• _KURZE ÜBUNG 1_
Beantworten Sie anhand des Berichts über das Fest in Werne:
(a) Wie viele Zuschauer waren an dem Abend dabei?
(b) Welches Lied sangen zu Beginn alle gemeinsam?
(c) In welchem Verein engagieren sich Rebecca und Sophie Gutzat?
• _KURZE ÜBUNG 2_
Wie lässt sich der Absatz des Berichts über das Fest in Werne, der mit „„Im Theater wären das mindestens acht Vorhänge gewesen““ beginnt, als kurze Liste fassen? Behalten Sie die wesentlichen Fakten bei.
• _KURZE ÜBUNG 3_
Führen Sie den Bericht über das Fest in Werne fort, wo er aufhört.

:: LESETEXT ::

Werne. Worte sind mächtig. Das unterstrich der Schriftsteller Lukas Pellmann am Dienstagabend (11. November 2025) beim „Fest für Frieden und Demokratie“ auf mehr als eine Weise. Zum einen warnte er davor, dass eine abwertende Sprechweise entmenschlicht. Zum anderen sprach seine Vortragsweise für sich: unzweideutig und mit einem mitreißenden Bekenntnis für Frieden und Demokratie. 120 Zuschauer waren begeistert und erhoben sich am Ende für anhaltenden Beifall.
„Im Theater wären das mindestens acht Vorhänge gewesen“, sagte ein sichtlich bewegter Hubertus Waterhues. Als Vorsitzender des Kunstvereins Werne und Inhaber von Bücher Beckmann hatte er zusammen mit seinem Team den Abend organisiert. „Demokratie muss gefeiert werden, auch in kritischen Zeiten wie diesen“, sagte Waterhues. In diesem Sinne bot er seinen Gästen im Foyer des Stadthauses ein kurzweiliges Programm, in dem Menschen aus verschiedenen Aktionsfeldern ihre Perspektiven beisteuerten.
Im Mittelpunkt standen der in Österreich lebende Autor Lukas Pellmann und seine Neuerscheinung „Zwei Tage im Sommer“ – ein Buch, dass ein Schreckensszenario entwirft und versöhnlich endet. Harmonisch begann auch der Abend, mit Beethovens gemeinsam gesungener „Ode an die Freude“. Die Kirchenmusikerin Dagmar Wensing stimmte die Europahymne an und alle sangen mit. „Es ist völlig richtig, heute ein Fest zu feiern“, sagte der frisch ins Amt gewählte Bürgermeister Lars Hübchen. „Oft streiten wir in der Demokratie, wir meckern und ringen. Und uns muss immer wieder bewusst sein: Am Ende ist es ein Geschenk, dass wir das dürfen.“

Waterhues selbst stimmte als Germanist mit Gedichten auf den Abend ein: „Was uns Menschen zu Menschen macht, ist Sprache – nicht eine, sondern die Sprache als Sprache. Und wir müssen uns darüber klar sein, dass wir Zugang zur Welt nur durch die Reflexion der Sprache haben.“ Frieden beginnt im Kleinen. Das machten Rebecca und Sophie Gutzat deutlich. Als Mutter und Tochter vertraten sie zwei Generationen, als Mitbegründerin und Ehrenamtliche im Verein „Alle gemeinsam, keiner einsam“ stehen sie ständig im Kontakt mit älteren Menschen. „Wir wünschen uns eine Gesellschaft, in der niemand ausgeschlossen wird, in der Vielfalt Stärke bedeutet“, betonte Sophie Gutzat.

:::
:: BEREITGESTELLTES MATERIAL ::

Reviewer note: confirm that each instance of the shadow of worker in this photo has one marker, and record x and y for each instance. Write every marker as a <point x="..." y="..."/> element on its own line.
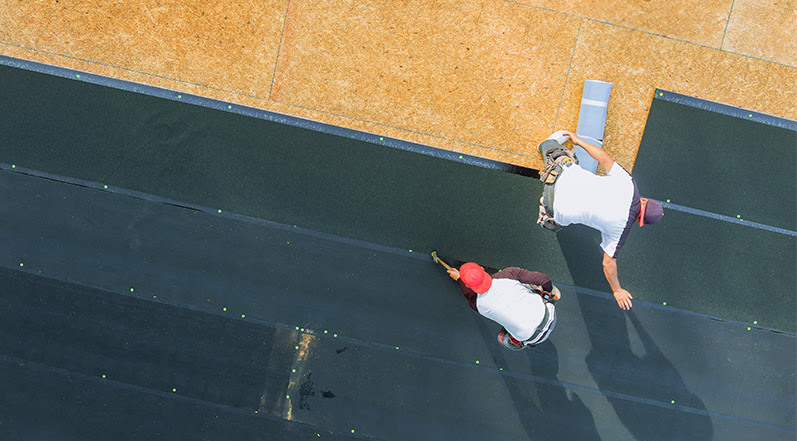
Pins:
<point x="545" y="408"/>
<point x="638" y="381"/>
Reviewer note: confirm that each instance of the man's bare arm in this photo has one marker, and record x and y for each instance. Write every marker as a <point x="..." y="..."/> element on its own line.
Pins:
<point x="596" y="152"/>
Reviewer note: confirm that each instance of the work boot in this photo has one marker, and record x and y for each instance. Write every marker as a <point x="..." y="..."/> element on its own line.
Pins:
<point x="508" y="341"/>
<point x="559" y="136"/>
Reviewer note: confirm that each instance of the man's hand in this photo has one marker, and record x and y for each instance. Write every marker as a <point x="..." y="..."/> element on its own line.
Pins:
<point x="573" y="137"/>
<point x="623" y="298"/>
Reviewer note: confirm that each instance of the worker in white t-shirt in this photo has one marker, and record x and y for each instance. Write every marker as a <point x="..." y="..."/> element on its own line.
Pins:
<point x="609" y="204"/>
<point x="520" y="300"/>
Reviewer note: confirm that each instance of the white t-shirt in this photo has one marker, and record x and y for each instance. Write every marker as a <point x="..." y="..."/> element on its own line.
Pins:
<point x="513" y="306"/>
<point x="600" y="202"/>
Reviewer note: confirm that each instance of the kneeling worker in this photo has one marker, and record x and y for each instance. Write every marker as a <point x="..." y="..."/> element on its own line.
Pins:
<point x="520" y="300"/>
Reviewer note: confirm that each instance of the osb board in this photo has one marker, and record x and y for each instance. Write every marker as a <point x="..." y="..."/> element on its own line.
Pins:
<point x="490" y="78"/>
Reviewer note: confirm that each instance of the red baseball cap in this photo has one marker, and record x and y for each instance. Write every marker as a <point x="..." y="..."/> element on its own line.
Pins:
<point x="475" y="278"/>
<point x="650" y="212"/>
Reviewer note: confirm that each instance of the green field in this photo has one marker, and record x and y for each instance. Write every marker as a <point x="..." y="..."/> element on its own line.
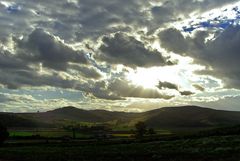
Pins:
<point x="216" y="148"/>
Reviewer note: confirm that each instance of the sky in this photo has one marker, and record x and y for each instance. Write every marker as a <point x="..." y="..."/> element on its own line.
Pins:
<point x="119" y="55"/>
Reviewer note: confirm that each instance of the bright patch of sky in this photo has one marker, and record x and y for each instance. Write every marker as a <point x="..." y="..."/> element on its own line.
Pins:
<point x="217" y="19"/>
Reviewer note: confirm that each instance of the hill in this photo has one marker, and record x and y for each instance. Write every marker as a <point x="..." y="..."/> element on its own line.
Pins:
<point x="168" y="117"/>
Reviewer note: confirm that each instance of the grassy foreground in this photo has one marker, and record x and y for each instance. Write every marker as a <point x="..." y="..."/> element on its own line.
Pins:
<point x="215" y="148"/>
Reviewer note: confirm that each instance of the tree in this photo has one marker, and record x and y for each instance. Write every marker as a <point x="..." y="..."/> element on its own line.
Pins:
<point x="3" y="133"/>
<point x="151" y="131"/>
<point x="141" y="129"/>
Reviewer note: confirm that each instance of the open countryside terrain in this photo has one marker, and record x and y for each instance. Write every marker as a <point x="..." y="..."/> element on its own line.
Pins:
<point x="202" y="134"/>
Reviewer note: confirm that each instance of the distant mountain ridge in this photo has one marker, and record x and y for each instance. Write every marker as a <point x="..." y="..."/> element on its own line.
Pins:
<point x="167" y="117"/>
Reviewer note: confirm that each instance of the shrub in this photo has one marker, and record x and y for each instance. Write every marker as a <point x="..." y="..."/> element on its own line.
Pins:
<point x="3" y="133"/>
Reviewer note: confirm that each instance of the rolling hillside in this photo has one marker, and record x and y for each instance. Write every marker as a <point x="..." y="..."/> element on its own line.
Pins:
<point x="168" y="117"/>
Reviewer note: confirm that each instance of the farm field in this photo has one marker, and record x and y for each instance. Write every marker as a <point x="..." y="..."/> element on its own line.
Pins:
<point x="215" y="148"/>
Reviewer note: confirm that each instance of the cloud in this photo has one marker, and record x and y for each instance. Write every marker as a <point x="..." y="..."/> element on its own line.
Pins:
<point x="198" y="87"/>
<point x="167" y="85"/>
<point x="124" y="49"/>
<point x="124" y="88"/>
<point x="219" y="55"/>
<point x="41" y="46"/>
<point x="186" y="93"/>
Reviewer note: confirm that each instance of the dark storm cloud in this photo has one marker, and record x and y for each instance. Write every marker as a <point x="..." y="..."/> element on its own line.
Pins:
<point x="126" y="50"/>
<point x="42" y="47"/>
<point x="220" y="54"/>
<point x="167" y="85"/>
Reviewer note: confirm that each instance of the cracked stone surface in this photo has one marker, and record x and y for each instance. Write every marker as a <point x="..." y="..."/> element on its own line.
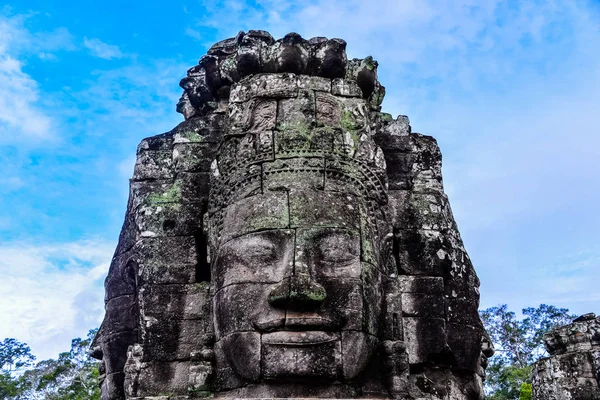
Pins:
<point x="289" y="239"/>
<point x="572" y="372"/>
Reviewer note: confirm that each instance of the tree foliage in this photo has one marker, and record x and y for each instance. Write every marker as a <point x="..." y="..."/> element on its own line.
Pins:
<point x="72" y="376"/>
<point x="519" y="343"/>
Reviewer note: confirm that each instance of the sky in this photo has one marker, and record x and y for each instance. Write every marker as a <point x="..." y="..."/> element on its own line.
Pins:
<point x="510" y="89"/>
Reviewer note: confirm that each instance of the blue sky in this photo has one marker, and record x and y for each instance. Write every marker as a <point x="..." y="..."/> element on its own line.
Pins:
<point x="510" y="89"/>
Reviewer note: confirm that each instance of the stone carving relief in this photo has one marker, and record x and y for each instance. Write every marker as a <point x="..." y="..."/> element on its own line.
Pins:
<point x="288" y="239"/>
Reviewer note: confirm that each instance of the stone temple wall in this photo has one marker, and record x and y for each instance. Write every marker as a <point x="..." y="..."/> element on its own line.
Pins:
<point x="280" y="109"/>
<point x="572" y="372"/>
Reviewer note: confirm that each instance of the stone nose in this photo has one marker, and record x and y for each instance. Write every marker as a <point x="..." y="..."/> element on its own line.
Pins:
<point x="299" y="293"/>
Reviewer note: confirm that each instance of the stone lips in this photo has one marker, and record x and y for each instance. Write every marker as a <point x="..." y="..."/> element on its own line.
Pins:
<point x="265" y="110"/>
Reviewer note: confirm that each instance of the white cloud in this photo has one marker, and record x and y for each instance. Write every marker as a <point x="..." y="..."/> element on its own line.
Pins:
<point x="52" y="293"/>
<point x="102" y="50"/>
<point x="510" y="92"/>
<point x="21" y="114"/>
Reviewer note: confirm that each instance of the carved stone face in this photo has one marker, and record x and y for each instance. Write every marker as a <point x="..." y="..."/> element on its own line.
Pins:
<point x="292" y="290"/>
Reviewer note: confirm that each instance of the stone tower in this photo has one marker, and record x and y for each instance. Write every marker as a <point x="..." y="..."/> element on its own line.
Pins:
<point x="573" y="369"/>
<point x="289" y="239"/>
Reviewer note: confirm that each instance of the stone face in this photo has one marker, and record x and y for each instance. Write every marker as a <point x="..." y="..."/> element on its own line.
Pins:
<point x="288" y="239"/>
<point x="573" y="369"/>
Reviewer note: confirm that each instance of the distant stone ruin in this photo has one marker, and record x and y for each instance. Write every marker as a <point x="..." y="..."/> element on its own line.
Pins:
<point x="289" y="239"/>
<point x="572" y="372"/>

:::

• _LÖSUNG 1_
(a) 120 Zuschauer.
(b) Beethovens „Ode an die Freude“, die Europahymne.
(c) Im Verein „Alle gemeinsam, keiner einsam“.

• _LÖSUNG 2_
- Hubertus Waterhues war sichtlich bewegt und verglich den Beifall mit mindestens acht Vorhängen im Theater.
- Er ist Vorsitzender des Kunstvereins Werne und Inhaber von Bücher Beckmann.
- Mit seinem Team organisierte er den Abend.
- Er betonte, Demokratie müsse auch in kritischen Zeiten gefeiert werden.
- Im Foyer des Stadthauses bot er ein kurzweiliges Programm, in dem Menschen aus verschiedenen Aktionsfeldern ihre Perspektiven beisteuerten.

• _LÖSUNG 3_
Die Historikerin Anke Schwarze führte am Beispiel des mal deutschen, mal französischen Elsass die Rechtfertigung von Gebietsansprüchen ad absurdum. „Grenzverschiebungen gab es zu jeder Zeit, und jeder Rückgriff auf alte Herrschaftsverhältnisse ist willkürlich“, sagte sie. Wer das tue, mache aus Spielwiesen der Macht neue Schlachtfelder. Dann tauchte eine Figur aus Pellmanns Roman hinter dem Mikrofon auf. Mit tränenerstickter Stimme erzählte sie, wie ihre Eltern beim Angriff Ungarns auf das Burgenland umgekommen seien. Der Autor war ebenso beeindruckt wie das Publikum – und dankte Sophia Waterhues, die den Part so überzeugend dargestellt hatte.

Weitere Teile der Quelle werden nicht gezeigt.